— BEGIN Selection —
The attendance at the meeting called in the Ivorites’ Hall, Ammanford, on Thursday evening last, to hear an address from Sir Henry Jones, professor at Glasgow University, one of Wales’ most distinguished sons, was disappointing, and contrasted sharply with the overcrowded audience at Brynamman the preceding evening.
However, those who were not present missed a delightful treat, for the personality of Sir Henry and his homely phrases in putting the case of our duty to the State captivated all who had the pleasure of hearing him.
Ald. W. N. Jones, Company Commander of the Ammanford V. T. C., who paraded in good numbers for the occasion, presided, and explained that the reason why Sir Henry was going throughout Wales was that the Voluntary System was on its trial.
He did not suppose any of them wanted Conscription or Compulsion, though there might be a difference; they wanted to feel that the Voluntary System was doing its work.
— END Selection —
— BEGIN Raw data —
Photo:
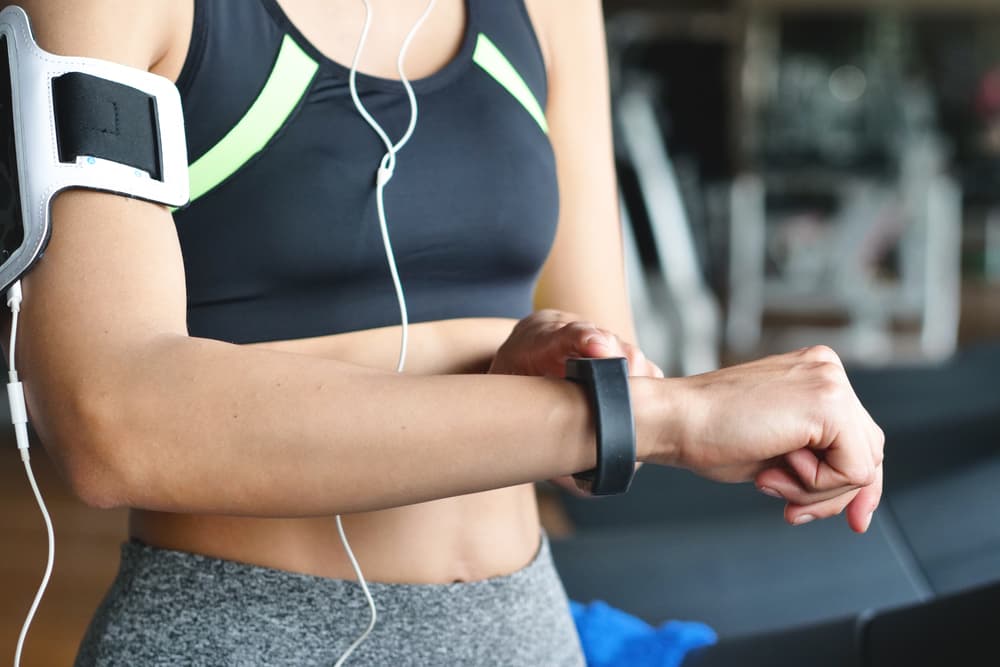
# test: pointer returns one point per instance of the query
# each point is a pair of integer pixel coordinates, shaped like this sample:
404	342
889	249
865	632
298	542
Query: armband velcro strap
606	385
104	119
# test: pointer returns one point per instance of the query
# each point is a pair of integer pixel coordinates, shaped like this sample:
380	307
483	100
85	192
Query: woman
226	373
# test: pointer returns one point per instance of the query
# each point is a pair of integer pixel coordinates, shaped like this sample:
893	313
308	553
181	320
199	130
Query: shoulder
138	34
566	28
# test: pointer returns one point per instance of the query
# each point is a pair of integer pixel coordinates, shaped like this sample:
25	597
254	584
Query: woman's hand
541	343
791	423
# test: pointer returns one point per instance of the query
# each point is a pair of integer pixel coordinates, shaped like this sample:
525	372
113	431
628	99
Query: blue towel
612	638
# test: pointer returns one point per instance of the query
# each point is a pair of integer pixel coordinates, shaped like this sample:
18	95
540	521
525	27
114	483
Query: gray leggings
174	608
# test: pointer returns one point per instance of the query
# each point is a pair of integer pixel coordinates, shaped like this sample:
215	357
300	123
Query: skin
246	452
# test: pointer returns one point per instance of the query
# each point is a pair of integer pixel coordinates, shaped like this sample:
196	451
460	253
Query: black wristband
606	384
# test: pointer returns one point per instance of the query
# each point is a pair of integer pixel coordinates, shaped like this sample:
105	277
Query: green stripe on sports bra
288	82
494	63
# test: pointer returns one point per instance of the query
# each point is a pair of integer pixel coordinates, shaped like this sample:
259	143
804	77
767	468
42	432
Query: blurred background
793	172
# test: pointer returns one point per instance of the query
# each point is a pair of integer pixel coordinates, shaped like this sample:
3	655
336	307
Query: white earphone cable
385	172
19	417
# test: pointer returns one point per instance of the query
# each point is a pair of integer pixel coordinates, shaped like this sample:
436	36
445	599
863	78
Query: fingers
803	507
784	484
861	509
799	515
587	340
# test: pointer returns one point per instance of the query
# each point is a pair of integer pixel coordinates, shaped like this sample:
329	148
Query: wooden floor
87	543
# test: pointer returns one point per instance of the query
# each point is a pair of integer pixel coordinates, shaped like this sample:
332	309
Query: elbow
89	443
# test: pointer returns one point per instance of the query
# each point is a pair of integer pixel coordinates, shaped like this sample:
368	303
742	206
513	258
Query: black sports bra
281	239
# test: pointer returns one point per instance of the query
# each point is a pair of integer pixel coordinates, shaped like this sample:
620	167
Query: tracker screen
11	229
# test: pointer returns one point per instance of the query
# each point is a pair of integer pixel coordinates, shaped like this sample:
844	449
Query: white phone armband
77	123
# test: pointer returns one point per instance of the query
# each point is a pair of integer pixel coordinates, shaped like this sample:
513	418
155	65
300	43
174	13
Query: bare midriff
466	538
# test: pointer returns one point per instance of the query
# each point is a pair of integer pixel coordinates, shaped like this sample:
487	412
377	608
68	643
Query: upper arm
112	278
585	270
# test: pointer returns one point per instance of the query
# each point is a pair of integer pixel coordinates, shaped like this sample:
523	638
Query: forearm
205	427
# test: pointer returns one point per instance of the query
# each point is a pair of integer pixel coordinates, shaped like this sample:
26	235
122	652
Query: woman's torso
296	263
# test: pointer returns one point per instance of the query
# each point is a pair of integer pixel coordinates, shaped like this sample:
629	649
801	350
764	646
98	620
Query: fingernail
598	340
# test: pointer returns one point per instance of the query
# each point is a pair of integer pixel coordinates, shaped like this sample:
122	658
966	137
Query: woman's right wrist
658	420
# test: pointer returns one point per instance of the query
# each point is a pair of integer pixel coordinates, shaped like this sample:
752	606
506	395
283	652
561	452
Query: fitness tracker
77	122
606	384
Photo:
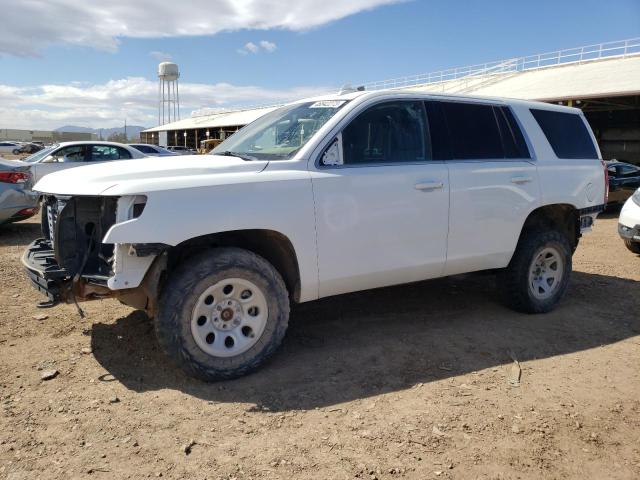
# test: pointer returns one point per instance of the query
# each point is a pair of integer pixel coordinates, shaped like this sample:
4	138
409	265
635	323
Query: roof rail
490	70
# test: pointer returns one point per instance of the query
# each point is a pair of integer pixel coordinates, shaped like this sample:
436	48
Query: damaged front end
71	263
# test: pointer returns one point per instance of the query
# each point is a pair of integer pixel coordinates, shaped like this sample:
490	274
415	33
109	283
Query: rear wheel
633	246
222	314
538	274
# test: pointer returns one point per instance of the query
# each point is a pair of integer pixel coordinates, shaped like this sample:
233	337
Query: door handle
522	179
429	186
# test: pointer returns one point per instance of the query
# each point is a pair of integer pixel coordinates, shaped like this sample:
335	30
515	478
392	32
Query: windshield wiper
243	156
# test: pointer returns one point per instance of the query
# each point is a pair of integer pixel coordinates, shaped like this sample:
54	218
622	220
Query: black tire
632	246
183	289
514	280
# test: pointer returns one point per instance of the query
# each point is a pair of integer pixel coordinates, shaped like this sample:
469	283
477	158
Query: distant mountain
133	131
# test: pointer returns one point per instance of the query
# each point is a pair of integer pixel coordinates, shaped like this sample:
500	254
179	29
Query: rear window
567	134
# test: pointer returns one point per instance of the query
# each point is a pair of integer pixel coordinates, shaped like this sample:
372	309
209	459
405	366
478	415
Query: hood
127	177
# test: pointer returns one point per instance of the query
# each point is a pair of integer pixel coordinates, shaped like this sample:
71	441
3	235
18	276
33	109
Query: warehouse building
45	136
603	80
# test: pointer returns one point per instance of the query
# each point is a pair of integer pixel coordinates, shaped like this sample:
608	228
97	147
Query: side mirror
333	153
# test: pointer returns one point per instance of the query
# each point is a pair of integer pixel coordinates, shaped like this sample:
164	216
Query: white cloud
101	24
161	56
268	46
251	47
134	98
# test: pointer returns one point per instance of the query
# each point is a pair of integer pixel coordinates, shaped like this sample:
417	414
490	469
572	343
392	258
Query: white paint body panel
376	229
630	214
352	228
490	201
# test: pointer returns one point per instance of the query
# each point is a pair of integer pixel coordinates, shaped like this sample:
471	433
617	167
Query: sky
94	63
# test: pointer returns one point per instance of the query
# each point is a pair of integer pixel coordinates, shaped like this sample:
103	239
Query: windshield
36	157
280	134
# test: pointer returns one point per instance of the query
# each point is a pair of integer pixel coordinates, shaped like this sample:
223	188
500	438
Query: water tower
168	93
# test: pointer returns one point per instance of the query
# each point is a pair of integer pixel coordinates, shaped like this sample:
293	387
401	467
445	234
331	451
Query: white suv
321	197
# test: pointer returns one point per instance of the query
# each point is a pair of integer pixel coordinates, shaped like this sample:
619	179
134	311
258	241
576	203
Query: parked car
322	197
629	223
8	147
62	156
181	150
17	201
624	179
153	150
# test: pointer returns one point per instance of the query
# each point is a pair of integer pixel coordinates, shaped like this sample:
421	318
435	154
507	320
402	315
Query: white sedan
76	154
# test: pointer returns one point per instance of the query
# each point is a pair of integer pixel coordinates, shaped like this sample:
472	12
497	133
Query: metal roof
215	120
602	70
603	78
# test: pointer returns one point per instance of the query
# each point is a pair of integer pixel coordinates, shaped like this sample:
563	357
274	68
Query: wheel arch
562	217
273	246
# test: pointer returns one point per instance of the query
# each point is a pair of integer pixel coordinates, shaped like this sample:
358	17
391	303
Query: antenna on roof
346	88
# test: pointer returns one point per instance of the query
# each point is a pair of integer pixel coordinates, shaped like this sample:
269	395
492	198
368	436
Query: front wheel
632	246
222	314
538	274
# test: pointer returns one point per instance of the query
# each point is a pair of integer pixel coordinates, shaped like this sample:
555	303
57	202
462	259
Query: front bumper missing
44	272
629	233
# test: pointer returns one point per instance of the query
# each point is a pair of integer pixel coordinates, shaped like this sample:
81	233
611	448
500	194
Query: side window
103	153
144	149
512	139
123	153
440	141
473	131
629	171
70	154
567	134
386	133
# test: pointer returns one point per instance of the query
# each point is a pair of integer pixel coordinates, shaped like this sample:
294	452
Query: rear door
494	183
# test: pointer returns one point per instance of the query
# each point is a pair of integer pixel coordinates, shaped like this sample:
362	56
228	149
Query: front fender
276	202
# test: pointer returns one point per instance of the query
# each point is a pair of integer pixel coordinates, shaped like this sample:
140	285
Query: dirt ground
410	382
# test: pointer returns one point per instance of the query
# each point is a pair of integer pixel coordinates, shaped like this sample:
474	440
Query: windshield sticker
328	104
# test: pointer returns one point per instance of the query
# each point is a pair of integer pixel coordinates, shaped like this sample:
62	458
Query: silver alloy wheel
229	317
546	273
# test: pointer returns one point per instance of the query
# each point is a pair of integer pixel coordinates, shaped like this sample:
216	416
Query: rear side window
387	133
512	138
144	148
567	134
473	131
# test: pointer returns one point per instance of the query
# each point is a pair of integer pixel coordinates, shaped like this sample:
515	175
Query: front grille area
74	228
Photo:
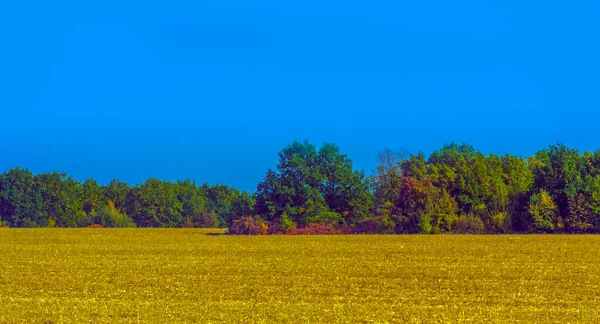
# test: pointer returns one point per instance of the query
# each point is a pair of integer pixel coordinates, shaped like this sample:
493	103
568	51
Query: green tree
62	199
543	211
313	186
154	204
20	199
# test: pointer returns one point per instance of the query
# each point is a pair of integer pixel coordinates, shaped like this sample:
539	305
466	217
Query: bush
201	220
379	225
108	217
248	225
469	224
320	229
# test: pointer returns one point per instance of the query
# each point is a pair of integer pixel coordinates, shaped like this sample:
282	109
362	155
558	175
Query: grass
183	275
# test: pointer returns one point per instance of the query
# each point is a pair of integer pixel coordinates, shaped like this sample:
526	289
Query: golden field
183	275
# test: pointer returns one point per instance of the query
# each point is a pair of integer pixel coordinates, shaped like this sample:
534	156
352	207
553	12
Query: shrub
469	224
501	222
285	223
379	225
320	229
543	211
248	225
108	217
201	220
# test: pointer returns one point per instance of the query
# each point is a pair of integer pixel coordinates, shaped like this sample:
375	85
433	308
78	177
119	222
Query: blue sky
212	90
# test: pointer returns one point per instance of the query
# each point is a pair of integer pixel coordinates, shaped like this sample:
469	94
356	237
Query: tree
62	199
313	186
544	212
92	195
20	199
154	204
116	191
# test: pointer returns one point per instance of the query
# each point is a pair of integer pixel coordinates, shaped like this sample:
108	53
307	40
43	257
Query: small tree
543	211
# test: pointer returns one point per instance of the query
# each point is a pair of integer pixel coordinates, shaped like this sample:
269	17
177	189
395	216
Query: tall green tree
311	185
20	199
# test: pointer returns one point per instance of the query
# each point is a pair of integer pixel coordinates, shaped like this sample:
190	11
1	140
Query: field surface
181	275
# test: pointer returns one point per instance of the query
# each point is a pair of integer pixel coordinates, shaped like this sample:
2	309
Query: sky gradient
212	90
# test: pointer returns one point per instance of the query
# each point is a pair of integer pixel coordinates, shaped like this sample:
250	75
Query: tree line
57	200
456	189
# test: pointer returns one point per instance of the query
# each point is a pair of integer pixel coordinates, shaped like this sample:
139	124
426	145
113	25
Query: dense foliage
57	200
314	190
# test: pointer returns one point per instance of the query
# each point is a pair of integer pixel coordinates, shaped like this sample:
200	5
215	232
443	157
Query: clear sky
212	90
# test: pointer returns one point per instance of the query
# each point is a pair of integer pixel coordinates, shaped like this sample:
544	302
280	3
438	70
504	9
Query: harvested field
184	275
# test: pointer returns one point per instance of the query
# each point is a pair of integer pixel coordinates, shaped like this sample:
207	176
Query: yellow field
181	275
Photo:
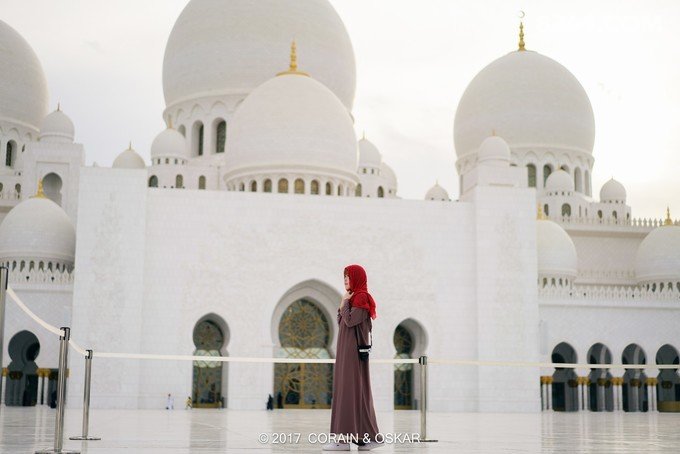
— END Raw data —
== Task A ==
Write out the passage of the Ammanford meeting report starting at "However, those who" and ending at "of hearing him.".
== Task B ==
Extend the Ammanford meeting report past its final sentence.
The preceding records are drawn from a separate, unrelated source.

== Final answer A ==
However, those who were not present missed a delightful treat, for the personality of Sir Henry and his homely phrases in putting the case of our duty to the State captivated all who had the pleasure of hearing him.

== Final answer B ==
They had an appeal from Mr. Asquith and from Lord Derby that had been sent broadcast to every unstarred man, and everything had been done to satisfy the Government that the Voluntary System still held the field.
Half a dozen men were worth 20 or 30 conscripts, and so far as the war had gone to-day we have done under the Voluntary System in a few months what it had taken Germany 40 years to do under Conscription.
They had read the history of the Battle of Mons and the bravery shewn there, and they were proud and glad to know that men from Ammanford and the Amman Valley were out there fighting for us and doing well. Were they going to let them fight alone?
That was why Sir Henry Jones was there, to create a fresh spirit among the people and send out help to those who were fighting at the Front. The latter had gone out voluntarily, and suppose Conscription came, what would the men at the Front say?
When the conscript went out they would say: “You have come now that you have been obliged to come; we came fourteen months ago to save fellows like you, and you hadn’t the pluck to come until you were forced.” He felt sure none of them would try in any shape or fashion to shirk their duty. They would soon be totalling up the number of recruits they had had, and he hoped Ammanford had done well.
They believed they were fighting a righteous war, and it was worth fighting to know that in some small measure they were doing something to bring this great war to a successful issue. Some people were talking about peace, and peace at any price.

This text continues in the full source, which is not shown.